### Work required
Your task is to return the line containing "roof, one per animal or object that matches." plus every line after it, exactly and with nothing added.

### Named-object pointing records
>>>

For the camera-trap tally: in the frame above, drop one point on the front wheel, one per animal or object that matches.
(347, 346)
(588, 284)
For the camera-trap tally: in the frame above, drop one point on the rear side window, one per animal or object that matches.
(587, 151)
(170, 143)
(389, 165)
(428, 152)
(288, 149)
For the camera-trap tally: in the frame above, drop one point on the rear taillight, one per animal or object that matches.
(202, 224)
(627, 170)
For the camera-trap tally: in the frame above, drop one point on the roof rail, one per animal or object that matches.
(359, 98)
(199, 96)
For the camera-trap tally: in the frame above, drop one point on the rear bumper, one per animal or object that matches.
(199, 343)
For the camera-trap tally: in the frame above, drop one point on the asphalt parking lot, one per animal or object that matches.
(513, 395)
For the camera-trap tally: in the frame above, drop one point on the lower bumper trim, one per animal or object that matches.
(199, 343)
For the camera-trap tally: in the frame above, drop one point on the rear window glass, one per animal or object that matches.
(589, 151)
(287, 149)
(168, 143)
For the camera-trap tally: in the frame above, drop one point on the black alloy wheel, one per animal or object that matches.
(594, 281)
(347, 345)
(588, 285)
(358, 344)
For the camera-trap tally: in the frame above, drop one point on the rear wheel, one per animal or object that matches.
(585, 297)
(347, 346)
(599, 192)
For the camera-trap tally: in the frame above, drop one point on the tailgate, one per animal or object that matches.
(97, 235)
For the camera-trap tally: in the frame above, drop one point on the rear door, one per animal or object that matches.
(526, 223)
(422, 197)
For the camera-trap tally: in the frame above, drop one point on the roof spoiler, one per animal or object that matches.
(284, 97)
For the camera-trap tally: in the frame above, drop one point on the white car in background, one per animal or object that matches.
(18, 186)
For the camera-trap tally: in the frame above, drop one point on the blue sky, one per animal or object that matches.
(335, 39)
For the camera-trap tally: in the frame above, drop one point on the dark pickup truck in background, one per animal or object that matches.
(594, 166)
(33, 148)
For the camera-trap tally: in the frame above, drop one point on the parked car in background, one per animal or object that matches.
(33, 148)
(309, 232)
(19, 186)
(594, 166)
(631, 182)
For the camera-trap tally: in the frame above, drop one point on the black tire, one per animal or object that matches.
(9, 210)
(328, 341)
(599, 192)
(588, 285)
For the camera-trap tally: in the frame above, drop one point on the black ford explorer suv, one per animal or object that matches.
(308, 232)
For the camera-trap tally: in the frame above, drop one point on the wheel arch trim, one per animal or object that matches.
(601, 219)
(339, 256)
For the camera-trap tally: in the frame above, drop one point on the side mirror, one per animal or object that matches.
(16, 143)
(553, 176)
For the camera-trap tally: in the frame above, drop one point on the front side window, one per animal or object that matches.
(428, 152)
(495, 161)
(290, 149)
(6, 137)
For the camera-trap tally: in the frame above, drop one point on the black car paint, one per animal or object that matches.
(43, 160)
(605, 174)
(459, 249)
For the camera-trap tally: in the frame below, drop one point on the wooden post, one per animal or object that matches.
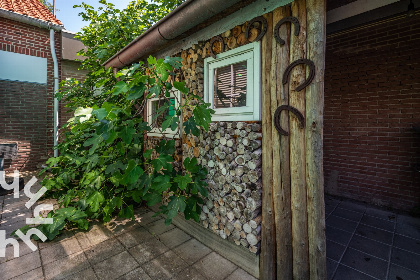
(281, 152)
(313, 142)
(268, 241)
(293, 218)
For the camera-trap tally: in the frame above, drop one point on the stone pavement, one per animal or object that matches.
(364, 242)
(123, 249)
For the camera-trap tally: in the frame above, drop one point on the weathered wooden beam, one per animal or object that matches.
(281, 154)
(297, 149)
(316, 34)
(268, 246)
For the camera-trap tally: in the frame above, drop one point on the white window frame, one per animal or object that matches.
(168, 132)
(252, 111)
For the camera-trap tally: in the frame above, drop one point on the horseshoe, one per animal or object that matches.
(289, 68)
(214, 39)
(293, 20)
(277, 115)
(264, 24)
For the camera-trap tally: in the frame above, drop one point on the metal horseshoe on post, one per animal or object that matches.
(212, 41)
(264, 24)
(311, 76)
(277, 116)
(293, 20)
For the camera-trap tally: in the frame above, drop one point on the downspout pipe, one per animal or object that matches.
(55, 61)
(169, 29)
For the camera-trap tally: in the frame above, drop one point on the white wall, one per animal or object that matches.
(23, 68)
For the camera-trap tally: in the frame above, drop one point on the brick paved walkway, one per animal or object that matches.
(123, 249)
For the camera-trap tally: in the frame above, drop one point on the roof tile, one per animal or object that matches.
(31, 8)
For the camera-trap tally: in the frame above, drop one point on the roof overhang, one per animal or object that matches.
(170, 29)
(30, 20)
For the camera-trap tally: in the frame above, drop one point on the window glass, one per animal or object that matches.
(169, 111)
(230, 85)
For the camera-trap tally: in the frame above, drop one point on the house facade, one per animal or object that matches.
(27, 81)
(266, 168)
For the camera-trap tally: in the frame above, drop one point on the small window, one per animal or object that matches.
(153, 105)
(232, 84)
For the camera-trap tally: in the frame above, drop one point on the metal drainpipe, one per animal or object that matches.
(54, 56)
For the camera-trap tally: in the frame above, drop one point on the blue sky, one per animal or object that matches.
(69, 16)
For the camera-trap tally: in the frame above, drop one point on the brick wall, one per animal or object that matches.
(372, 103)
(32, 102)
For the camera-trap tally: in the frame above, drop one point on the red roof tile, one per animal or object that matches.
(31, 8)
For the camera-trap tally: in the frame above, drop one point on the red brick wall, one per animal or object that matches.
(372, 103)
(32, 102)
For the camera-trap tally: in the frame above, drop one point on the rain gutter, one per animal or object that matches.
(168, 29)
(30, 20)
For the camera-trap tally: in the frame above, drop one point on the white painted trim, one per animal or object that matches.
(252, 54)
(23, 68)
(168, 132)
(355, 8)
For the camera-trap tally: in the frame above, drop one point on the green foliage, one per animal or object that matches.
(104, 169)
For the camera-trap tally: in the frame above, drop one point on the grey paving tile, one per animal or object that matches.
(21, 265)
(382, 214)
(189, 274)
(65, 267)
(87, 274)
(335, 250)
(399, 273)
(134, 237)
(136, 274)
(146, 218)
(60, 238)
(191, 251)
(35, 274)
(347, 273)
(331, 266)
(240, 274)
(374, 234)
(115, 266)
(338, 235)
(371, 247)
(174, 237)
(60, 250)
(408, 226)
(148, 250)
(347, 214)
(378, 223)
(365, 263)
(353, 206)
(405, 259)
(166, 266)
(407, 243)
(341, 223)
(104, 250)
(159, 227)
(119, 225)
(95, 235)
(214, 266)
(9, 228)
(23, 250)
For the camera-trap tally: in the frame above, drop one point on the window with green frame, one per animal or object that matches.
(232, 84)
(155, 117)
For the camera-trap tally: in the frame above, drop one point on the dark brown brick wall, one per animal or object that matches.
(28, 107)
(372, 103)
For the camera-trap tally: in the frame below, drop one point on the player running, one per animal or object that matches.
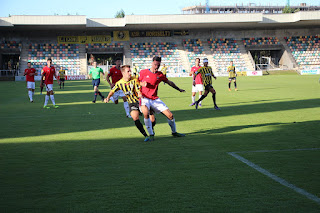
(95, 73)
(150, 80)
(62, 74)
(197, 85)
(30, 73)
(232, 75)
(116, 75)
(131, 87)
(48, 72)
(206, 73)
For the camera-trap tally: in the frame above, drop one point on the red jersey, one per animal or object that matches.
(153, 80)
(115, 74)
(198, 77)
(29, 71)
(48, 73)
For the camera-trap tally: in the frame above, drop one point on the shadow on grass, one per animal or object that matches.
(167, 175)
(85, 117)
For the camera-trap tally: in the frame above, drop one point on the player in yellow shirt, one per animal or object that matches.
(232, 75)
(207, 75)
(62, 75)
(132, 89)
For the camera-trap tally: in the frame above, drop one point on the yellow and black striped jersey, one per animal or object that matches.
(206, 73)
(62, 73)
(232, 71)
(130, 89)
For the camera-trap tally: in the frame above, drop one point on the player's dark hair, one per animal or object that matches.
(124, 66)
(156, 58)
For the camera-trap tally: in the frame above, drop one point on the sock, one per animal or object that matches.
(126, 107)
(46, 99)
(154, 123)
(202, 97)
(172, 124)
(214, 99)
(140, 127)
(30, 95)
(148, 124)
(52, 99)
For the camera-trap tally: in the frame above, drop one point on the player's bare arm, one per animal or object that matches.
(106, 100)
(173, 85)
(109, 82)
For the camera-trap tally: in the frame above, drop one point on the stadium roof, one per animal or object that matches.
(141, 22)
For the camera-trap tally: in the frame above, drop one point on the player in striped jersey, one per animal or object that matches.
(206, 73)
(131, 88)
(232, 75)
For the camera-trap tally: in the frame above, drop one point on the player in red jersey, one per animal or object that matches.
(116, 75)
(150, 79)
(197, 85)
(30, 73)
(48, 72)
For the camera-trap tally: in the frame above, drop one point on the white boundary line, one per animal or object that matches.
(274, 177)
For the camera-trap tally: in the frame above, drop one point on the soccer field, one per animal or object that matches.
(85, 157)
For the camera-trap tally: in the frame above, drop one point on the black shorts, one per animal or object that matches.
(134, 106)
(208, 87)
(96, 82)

<<<

### Solution to the problem
For the camera-trap tally: in the frame above, drop one point on the stadium roof, one per animal or object that matches.
(141, 22)
For the camera-trap tally: in the frame above, drop one point on the player in striped jersey, one per animal or object that matches.
(206, 73)
(131, 88)
(232, 75)
For the camera-trap tally: in the frame above, drop one point on the player in red jersey, one per animal or object that matches.
(116, 75)
(150, 79)
(197, 85)
(30, 73)
(48, 72)
For the camera-trap tally: in the frame above, drop one point on the white boundary line, one per animal or object that matches.
(274, 177)
For the camera-trap tally: in the frame above, drop one point on the soccer field, one per animal or object that matches.
(85, 157)
For the camera-trap tally: in the frame above, drop one point on the black shorts, one per animal or object that matches.
(134, 106)
(208, 87)
(96, 82)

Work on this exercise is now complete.